+++ STORED RECORDS
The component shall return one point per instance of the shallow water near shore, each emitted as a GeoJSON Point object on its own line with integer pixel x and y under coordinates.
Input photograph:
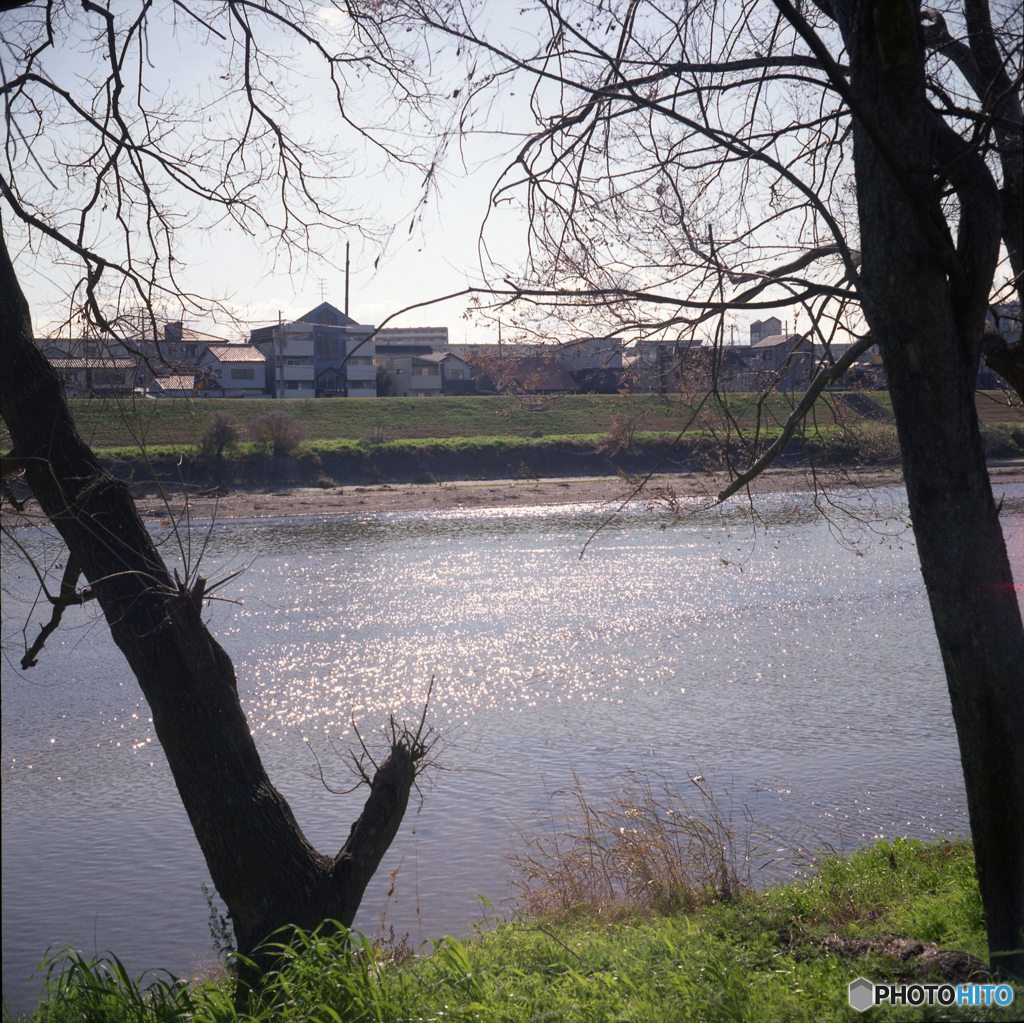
{"type": "Point", "coordinates": [792, 664]}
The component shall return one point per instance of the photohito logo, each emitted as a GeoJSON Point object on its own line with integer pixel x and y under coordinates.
{"type": "Point", "coordinates": [864, 994]}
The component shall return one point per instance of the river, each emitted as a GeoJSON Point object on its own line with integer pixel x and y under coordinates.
{"type": "Point", "coordinates": [791, 662]}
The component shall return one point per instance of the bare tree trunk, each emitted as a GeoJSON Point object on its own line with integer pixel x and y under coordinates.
{"type": "Point", "coordinates": [926, 303]}
{"type": "Point", "coordinates": [264, 868]}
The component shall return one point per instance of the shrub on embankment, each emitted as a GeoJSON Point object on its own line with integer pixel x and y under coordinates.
{"type": "Point", "coordinates": [900, 912]}
{"type": "Point", "coordinates": [330, 463]}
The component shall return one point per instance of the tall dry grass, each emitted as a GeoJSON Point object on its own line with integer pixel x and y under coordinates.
{"type": "Point", "coordinates": [653, 849]}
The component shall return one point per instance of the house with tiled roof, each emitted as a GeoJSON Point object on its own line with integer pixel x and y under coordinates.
{"type": "Point", "coordinates": [233, 370]}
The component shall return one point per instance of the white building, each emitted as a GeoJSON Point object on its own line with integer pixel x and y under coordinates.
{"type": "Point", "coordinates": [233, 370]}
{"type": "Point", "coordinates": [324, 353]}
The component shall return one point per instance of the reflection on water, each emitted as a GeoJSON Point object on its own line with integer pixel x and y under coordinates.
{"type": "Point", "coordinates": [793, 665]}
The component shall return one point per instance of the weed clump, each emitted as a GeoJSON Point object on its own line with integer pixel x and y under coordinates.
{"type": "Point", "coordinates": [651, 849]}
{"type": "Point", "coordinates": [275, 433]}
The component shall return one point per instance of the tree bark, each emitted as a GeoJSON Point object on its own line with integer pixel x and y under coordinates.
{"type": "Point", "coordinates": [925, 301]}
{"type": "Point", "coordinates": [264, 868]}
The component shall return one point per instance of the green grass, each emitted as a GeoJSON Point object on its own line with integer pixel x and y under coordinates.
{"type": "Point", "coordinates": [121, 428]}
{"type": "Point", "coordinates": [781, 954]}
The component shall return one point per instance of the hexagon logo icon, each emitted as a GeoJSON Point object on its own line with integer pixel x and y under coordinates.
{"type": "Point", "coordinates": [861, 994]}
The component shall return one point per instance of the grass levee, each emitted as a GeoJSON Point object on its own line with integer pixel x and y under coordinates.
{"type": "Point", "coordinates": [891, 912]}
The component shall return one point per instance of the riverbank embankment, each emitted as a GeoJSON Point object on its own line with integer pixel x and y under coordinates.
{"type": "Point", "coordinates": [900, 913]}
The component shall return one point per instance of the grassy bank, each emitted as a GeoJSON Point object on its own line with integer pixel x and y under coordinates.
{"type": "Point", "coordinates": [181, 423]}
{"type": "Point", "coordinates": [889, 912]}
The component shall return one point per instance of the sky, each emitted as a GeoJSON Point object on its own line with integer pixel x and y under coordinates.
{"type": "Point", "coordinates": [421, 250]}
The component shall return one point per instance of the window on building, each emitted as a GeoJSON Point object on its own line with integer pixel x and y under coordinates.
{"type": "Point", "coordinates": [327, 348]}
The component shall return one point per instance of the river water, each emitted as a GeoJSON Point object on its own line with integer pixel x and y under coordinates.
{"type": "Point", "coordinates": [790, 661]}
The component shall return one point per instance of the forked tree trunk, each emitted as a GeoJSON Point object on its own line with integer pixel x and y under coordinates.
{"type": "Point", "coordinates": [926, 305]}
{"type": "Point", "coordinates": [264, 868]}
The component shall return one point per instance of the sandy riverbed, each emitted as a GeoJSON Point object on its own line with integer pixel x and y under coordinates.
{"type": "Point", "coordinates": [500, 494]}
{"type": "Point", "coordinates": [358, 500]}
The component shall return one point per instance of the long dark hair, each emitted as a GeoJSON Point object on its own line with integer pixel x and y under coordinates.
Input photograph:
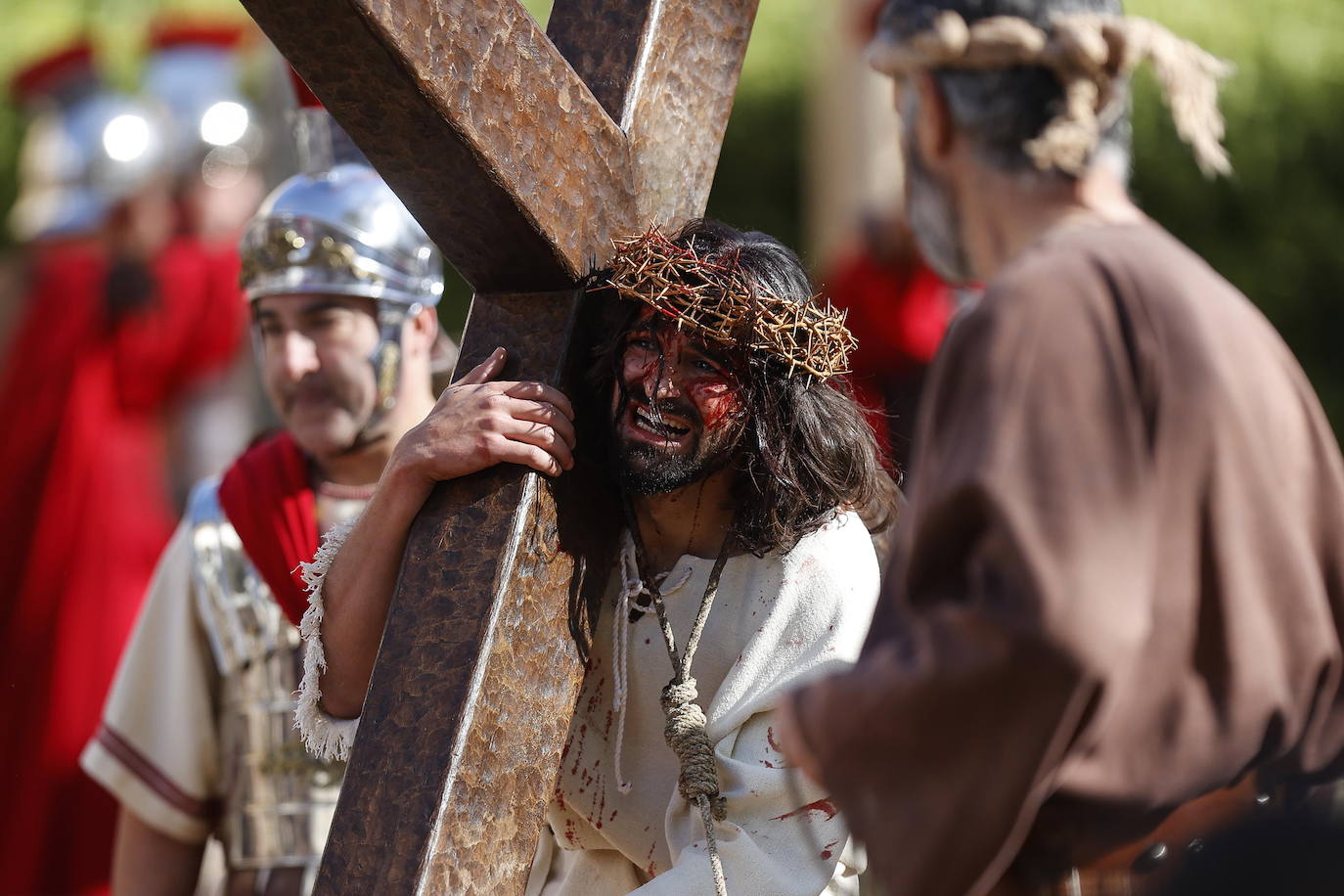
++++++
BRIEF: Put every line of the entries above into a numbered list, skipping any blank lines and leaving the pictures out.

RESULT BELOW:
1. The component shall return one point per instance of the shallow water near shore, each emitted as a GeoJSON Point object on its own line with integer pixel x and y under coordinates.
2. Input photograph:
3. {"type": "Point", "coordinates": [792, 664]}
4. The component shall return one point per instance of the photohito logo, each emitted as a GeoJSON Point object on its own line with integer pixel x and y under coordinates.
5. {"type": "Point", "coordinates": [864, 994]}
6. The component shall return one point per instance of the river, each emitted as a GeoJSON Point object on its own line with integer pixel x and y under coordinates.
7. {"type": "Point", "coordinates": [791, 662]}
8. The component shall return one point per instance of the bare tree trunk, each emitted as a GeoJSON Point object on its own line with integer pixel x and y under coordinates.
9. {"type": "Point", "coordinates": [926, 303]}
10. {"type": "Point", "coordinates": [264, 868]}
11. The component shall return one point per instance of the shrub on embankment, each emitted as a GeoJSON Point object on its own line with integer pixel x and y under coordinates.
12. {"type": "Point", "coordinates": [900, 912]}
13. {"type": "Point", "coordinates": [330, 463]}
14. The component shall return one point per instance of the tall dry grass, each emitted as a GeoJSON Point object on its own line with integer pixel x and y under coordinates.
15. {"type": "Point", "coordinates": [653, 849]}
16. The component shall return one point per instance of the house with tiled roof, each emitted as a GeoJSON Point object on its own line with integer pixel x and y under coordinates.
17. {"type": "Point", "coordinates": [233, 370]}
18. The component shall return one point per instance of the white building, each emitted as a GeoJSON Point object on its own line with integer pixel x and y under coordinates.
19. {"type": "Point", "coordinates": [233, 370]}
20. {"type": "Point", "coordinates": [324, 353]}
21. The component shall return one point per instance of the reflection on water, each emitted as a GeoJSON Point object on its own line with integer pixel x and y under coordinates.
22. {"type": "Point", "coordinates": [793, 665]}
23. The component shall return one point per instance of the weed clump, each emitted as a GeoJSON Point object on its own line with integer pixel x and y under coordinates.
24. {"type": "Point", "coordinates": [651, 849]}
25. {"type": "Point", "coordinates": [275, 433]}
26. The component shall return one point per instance of the tree bark, each emitted as a GeoJSON Point object on its own line with integer pixel x and y under coordinates.
27. {"type": "Point", "coordinates": [925, 301]}
28. {"type": "Point", "coordinates": [264, 868]}
29. The component shall return one point per instance of the green grass, each emitted as a GeoJSON Point object on its own line with integer pixel x and y under coordinates.
30. {"type": "Point", "coordinates": [121, 428]}
31. {"type": "Point", "coordinates": [781, 954]}
32. The component shall return one point per instance of the hexagon logo icon, each emitted as a GeoJSON Point object on its own line with integer pixel x and y under coordinates.
33. {"type": "Point", "coordinates": [861, 994]}
34. The component shall return one point per instance of the grass levee, each emitted as a GeoJSON Point object on its own line with integer pixel x and y under coordinates.
35. {"type": "Point", "coordinates": [891, 912]}
36. The component shall return one point per instance of the riverbank embankment, each emitted as a GeoJSON Point object on its own line with integer pixel x and y under coordinates.
37. {"type": "Point", "coordinates": [900, 913]}
38. The component shall return one point per instance of the grassy bank, each emitted as a GeoJSON Point object on its own line with integer pixel x and y under coordinates.
39. {"type": "Point", "coordinates": [181, 423]}
40. {"type": "Point", "coordinates": [889, 912]}
41. The component shall return one point per instance of the sky, each emitted as a GeoJSON Point object on its own line with integer pixel x and y under coordinates.
42. {"type": "Point", "coordinates": [421, 250]}
43. The component shall return one point per instance of the window on building, each emitted as a GeoJSON Point object on its own line with integer pixel x and y under coordinates.
44. {"type": "Point", "coordinates": [327, 348]}
45. The component shall return one point per instance of the river water, each emitted as a GeoJSON Point object on its own line with integer pixel x and y under coordinates.
46. {"type": "Point", "coordinates": [790, 661]}
47. The component shall return one point per instance of the forked tree trunk, each emitted as a GeoJSON Point object on its own line with integer pixel x and y under coordinates.
48. {"type": "Point", "coordinates": [926, 305]}
49. {"type": "Point", "coordinates": [264, 868]}
50. The component shall return one point per instance of the sandy riverbed, each emitted as a GeoJSON Point object on its own line with integer pixel x and y under coordinates.
51. {"type": "Point", "coordinates": [500, 494]}
52. {"type": "Point", "coordinates": [358, 500]}
53. The component shall return one point per instance of the long dark hair, each emitted as a GeoJSON Point object on its own line with integer pixel x and y under coordinates.
54. Input photograph:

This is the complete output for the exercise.